*Stated goal*
Update the material below by changing every "marker" to "point" and leaving everything else as it is.
begin Data extract
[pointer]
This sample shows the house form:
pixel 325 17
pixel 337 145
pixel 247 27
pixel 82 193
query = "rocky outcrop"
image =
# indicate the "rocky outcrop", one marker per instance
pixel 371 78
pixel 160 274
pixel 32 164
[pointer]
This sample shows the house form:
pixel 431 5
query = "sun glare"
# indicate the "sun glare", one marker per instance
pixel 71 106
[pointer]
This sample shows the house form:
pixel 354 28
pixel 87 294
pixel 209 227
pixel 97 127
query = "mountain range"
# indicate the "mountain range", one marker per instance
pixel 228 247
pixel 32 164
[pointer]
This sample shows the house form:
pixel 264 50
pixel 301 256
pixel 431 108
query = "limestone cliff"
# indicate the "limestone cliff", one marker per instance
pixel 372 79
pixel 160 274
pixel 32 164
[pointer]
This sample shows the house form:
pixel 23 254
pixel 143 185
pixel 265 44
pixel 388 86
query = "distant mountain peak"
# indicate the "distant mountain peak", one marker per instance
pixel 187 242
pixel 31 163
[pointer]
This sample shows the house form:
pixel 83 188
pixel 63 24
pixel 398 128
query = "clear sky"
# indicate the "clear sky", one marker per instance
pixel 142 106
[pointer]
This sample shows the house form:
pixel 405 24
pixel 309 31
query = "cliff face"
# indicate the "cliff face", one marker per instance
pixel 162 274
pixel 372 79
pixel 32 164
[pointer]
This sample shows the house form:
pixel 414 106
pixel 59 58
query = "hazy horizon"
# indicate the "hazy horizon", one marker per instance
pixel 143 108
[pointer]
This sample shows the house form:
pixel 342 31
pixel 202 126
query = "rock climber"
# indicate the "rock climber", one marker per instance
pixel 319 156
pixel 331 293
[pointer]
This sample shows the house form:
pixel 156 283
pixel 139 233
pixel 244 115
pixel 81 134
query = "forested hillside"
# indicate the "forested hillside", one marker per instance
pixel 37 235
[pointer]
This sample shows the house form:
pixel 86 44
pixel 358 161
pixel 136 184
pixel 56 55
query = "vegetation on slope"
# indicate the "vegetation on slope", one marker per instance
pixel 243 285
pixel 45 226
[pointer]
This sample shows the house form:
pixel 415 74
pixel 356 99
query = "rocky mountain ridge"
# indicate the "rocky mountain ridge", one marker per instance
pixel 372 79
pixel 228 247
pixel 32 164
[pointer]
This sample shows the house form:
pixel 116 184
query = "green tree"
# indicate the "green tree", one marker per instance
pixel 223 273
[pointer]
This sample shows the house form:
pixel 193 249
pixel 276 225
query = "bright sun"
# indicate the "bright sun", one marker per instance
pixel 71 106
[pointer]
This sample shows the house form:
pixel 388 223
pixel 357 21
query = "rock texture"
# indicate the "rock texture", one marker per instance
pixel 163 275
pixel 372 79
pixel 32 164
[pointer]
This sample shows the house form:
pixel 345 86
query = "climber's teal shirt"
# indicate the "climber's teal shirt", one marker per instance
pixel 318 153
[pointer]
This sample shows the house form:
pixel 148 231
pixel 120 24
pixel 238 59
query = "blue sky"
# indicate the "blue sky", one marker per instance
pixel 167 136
end Data extract
*Answer in full*
[pointer]
This sample shows the house form:
pixel 325 17
pixel 337 145
pixel 247 27
pixel 82 193
query = "rocky outcrop"
image =
# indicate the "rocky outcrop", one point per instance
pixel 371 78
pixel 160 274
pixel 32 164
[pointer]
This sample shows the house form:
pixel 431 5
query = "sun glare"
# indicate the "sun glare", one point per instance
pixel 71 106
[pointer]
This sample shows the house form:
pixel 354 28
pixel 87 294
pixel 209 227
pixel 97 127
query = "mountain range"
# indicate the "mountain range", one point per instance
pixel 228 247
pixel 32 164
[pointer]
This sample shows the house form:
pixel 264 50
pixel 301 256
pixel 431 108
query = "limestone cliff"
# indicate the "limestone cliff", one point per instance
pixel 372 79
pixel 160 274
pixel 32 164
[pointer]
This sample shows the house form:
pixel 23 254
pixel 143 185
pixel 265 44
pixel 388 86
query = "distant mountain peak"
# indicate the "distant mountain peak", one point per instance
pixel 187 242
pixel 31 163
[pointer]
This sample shows the house form:
pixel 83 188
pixel 63 24
pixel 398 128
query = "clear sky"
# indicate the "clear sky", one point per instance
pixel 142 106
[pointer]
This sample shows the house form:
pixel 405 24
pixel 309 31
query = "cliff face"
# indicate the "cliff face", one point per instance
pixel 162 274
pixel 372 79
pixel 32 164
[pointer]
This sample shows the house form:
pixel 414 106
pixel 59 58
query = "hazy horizon"
# indicate the "hazy horizon", one point per instance
pixel 143 108
[pointer]
This sample shows the house form:
pixel 342 31
pixel 202 126
query = "rock climber"
# indicate the "rock climber", one point per instance
pixel 319 156
pixel 331 293
[pointer]
This sample shows the house form:
pixel 156 283
pixel 139 233
pixel 244 115
pixel 81 134
query = "forested hillside"
# indicate the "forested hillside", one point per instance
pixel 37 235
[pointer]
This sample shows the house form:
pixel 86 44
pixel 358 161
pixel 136 184
pixel 56 55
query = "vegetation on slope"
# indicate the "vegetation on slope", one point per instance
pixel 243 285
pixel 45 226
[pointer]
This sample shows the house form:
pixel 415 74
pixel 356 99
query = "rocky mountain ridge"
# indicate the "rocky mountain ridge", one point per instance
pixel 372 79
pixel 228 247
pixel 32 164
[pointer]
This sample shows the house form:
pixel 116 184
query = "green tree"
# indicate the "green tree", one point per instance
pixel 223 273
[pointer]
This sample shows the house form:
pixel 193 249
pixel 276 225
query = "bright sun"
# indicate the "bright sun", one point per instance
pixel 71 106
[pointer]
This sample shows the house form:
pixel 388 223
pixel 357 21
query = "rock texture"
# indicate the "rock texture", one point per instance
pixel 163 275
pixel 372 79
pixel 32 164
[pointer]
This sample shows the house form:
pixel 345 86
query = "climber's teal shirt"
# indicate the "climber's teal shirt", one point per instance
pixel 318 153
[pointer]
This sample shows the house form:
pixel 148 231
pixel 120 24
pixel 238 59
query = "blue sky"
# indicate the "blue sky", one point per instance
pixel 167 136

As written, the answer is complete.